### Listed records

** start **

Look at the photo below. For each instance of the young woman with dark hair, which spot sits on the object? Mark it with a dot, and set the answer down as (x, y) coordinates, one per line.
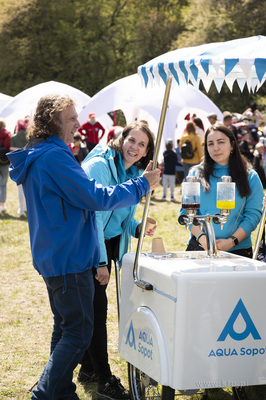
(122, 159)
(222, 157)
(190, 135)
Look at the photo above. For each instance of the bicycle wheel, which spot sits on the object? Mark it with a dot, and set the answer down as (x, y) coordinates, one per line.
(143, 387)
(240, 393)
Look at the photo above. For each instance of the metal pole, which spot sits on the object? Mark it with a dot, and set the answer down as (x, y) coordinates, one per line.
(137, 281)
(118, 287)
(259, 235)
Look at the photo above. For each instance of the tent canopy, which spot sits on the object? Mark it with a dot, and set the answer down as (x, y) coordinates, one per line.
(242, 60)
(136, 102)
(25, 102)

** end **
** start **

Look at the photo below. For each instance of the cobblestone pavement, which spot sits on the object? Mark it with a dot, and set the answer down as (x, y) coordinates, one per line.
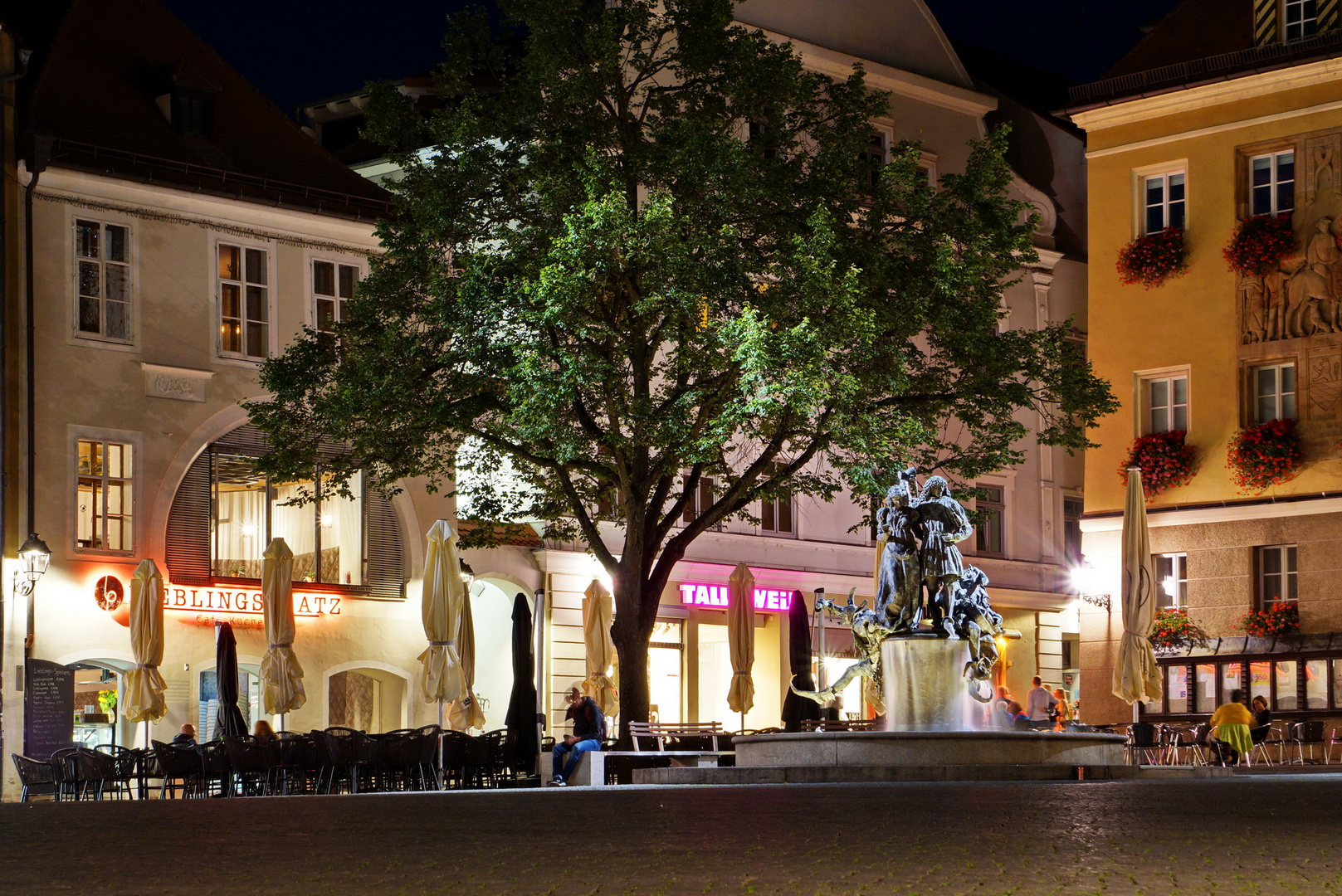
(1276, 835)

** end **

### The problem
Rewrite the items that begin at the line containing "Look at the photo below. For each instance of the cobblestone" and stop after the line containing "(1276, 835)", changing "dot" to "cross" and keeping everything else the same. Leave the picture out of your answer.

### Worked solution
Look at the photo below. For each instance of the cobblestone pavement, which spot sits on the object? Mark it with a cross, and set the answer down as (x, y) coordinates, one per line.
(1276, 835)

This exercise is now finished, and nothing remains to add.